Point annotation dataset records
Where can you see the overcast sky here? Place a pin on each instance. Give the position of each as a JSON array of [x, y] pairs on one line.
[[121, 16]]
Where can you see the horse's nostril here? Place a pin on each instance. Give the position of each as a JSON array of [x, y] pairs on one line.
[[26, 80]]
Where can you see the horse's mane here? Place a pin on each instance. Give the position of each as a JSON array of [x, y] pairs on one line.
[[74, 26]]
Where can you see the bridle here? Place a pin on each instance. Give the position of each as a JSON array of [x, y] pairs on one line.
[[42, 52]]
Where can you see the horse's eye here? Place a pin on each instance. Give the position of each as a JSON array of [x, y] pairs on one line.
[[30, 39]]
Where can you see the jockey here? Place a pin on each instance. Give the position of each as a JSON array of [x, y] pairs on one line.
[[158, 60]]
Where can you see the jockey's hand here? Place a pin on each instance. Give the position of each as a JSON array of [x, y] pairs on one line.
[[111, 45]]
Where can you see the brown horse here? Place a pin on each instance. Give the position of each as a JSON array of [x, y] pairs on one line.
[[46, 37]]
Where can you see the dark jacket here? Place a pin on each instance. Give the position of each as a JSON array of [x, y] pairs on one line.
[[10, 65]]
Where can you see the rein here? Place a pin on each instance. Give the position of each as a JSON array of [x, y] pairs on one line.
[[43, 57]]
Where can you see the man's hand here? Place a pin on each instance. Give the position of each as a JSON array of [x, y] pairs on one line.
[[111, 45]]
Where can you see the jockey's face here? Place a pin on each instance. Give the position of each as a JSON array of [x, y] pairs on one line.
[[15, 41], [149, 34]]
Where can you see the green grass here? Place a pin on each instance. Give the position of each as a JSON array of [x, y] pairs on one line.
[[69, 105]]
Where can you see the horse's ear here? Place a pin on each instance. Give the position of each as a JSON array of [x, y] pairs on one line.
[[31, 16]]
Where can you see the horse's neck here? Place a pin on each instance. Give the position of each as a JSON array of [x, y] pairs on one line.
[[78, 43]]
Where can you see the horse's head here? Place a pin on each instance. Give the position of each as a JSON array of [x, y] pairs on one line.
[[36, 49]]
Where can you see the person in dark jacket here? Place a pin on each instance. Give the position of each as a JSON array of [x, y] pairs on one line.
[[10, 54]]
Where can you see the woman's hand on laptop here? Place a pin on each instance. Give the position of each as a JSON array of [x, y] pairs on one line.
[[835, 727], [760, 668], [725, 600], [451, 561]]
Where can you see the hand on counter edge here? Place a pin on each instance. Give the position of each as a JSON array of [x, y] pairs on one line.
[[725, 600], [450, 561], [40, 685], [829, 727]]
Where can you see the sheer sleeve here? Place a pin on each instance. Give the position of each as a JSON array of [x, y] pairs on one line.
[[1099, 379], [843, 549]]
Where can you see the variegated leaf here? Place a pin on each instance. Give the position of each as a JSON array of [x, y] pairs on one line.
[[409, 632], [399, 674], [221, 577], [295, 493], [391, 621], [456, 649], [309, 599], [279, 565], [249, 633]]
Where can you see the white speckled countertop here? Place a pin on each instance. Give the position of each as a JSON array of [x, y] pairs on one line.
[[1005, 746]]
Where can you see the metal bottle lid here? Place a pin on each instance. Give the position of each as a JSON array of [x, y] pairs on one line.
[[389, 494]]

EXERCISE INSTRUCTIONS → Reproduce the listing above word for word, including every line.

COMPLETE ANSWER →
Where can you see the overcast sky here? Place a pin on each instance. Give the position of each as a JSON array of [x, y] pairs on one line.
[[121, 16]]
Where can you see the horse's nostril here? Place a pin on each instance. Give the position of each as a JSON array of [x, y] pairs on one line.
[[26, 80]]
Where can you see the horse's mane here? Place a pin on each instance. Give the position of each as a JSON array of [x, y] pairs on one line.
[[74, 26]]
Where can you see the bridle here? Place a pin on each instance. Give the position of each as a JSON array of [x, y] pairs on one line.
[[42, 52]]
Where can you see the horse's eye here? Place a pin on each instance. Give the position of each as a JSON array of [x, y] pairs on one line.
[[30, 39]]
Where can you see the jockey here? Place a pin on each instance. Give the position of each as a JSON array of [x, y] pairs on one line.
[[158, 60]]
Where can you see the jockey's hand here? Place a pin on each instance. Give the position of each as a JSON array of [x, y] pairs on one line.
[[111, 45]]
Where can you see the brown horse here? Place a pin on each instance. Give the position of each as a JSON array of [x, y] pairs on one line.
[[46, 37]]
Where can you see the dark jacket here? Place a pin on each instance. Give the position of each as a JSON array of [x, y] pairs on one line.
[[10, 65]]
Where can you see the rein here? Place a pin on each instance. Give the position of each as a JSON array of [x, y] pairs on one line.
[[43, 57]]
Where can you see the man's hand here? Place a pin on each instance. Give the position of each as a JSON array of [x, y] pairs on one line.
[[111, 45]]
Where can you see the jockey's face here? Place a pin on each instance. Give the position of each as a JSON array of [x, y] pairs on one line.
[[15, 41], [149, 34]]
Where can you see the green grass here? Place a pin on each instance. Give the position of each as a JSON array of [x, y] pairs on one line.
[[69, 105]]
Where can you see the horse's ear here? Place a pin on each instance. Give the position of each as a JSON array of [x, y] pairs on one line.
[[31, 16]]
Where can you see the horse's neck here? Place a pin on each instance. Give the position of each as a JSON array of [x, y] pairs on one line.
[[78, 43]]
Where can you see the horse's head here? Place a pin on each instance. Give the position of each as a JSON array of [x, y] pairs on one line.
[[36, 49]]
Where can you see the person in dark jacket here? Place a pin on each instance. Give the position of each as a JSON array of [x, y] pairs on one line.
[[10, 54]]
Where can you see the woman's hand on laptop here? Place a pin on each instance. Give the position of each as a JSON array of [x, y] pairs on one line.
[[835, 727], [760, 668], [725, 600], [451, 561]]
Where can you see the hand on counter edge here? Place a pin on each instance. Give the position of each as a JSON array of [x, y] pairs on one line.
[[725, 600], [450, 561], [40, 685], [829, 727]]
Where can you see the sheer sleeve here? Place a pin on each instance. Give the position of each as a JSON array of [x, y] pairs on one line.
[[1099, 379], [843, 549]]
Where can you see the variegated leaf here? Place a pin on each instance. Give the position of each as a JSON array of [x, y] pairs on one line.
[[409, 632], [399, 674], [221, 577], [295, 493], [391, 621], [456, 649], [309, 599], [279, 565], [249, 633]]
Where can you see the white speckled countertop here? Place a pin on each instance. Give the position of each as a JSON array of [x, y] pairs on one line.
[[1005, 746]]
Where can you see the metal bottle lid here? Place a pin on each instance. Give the position of each as a JSON array of [x, y] pairs on one line.
[[389, 494]]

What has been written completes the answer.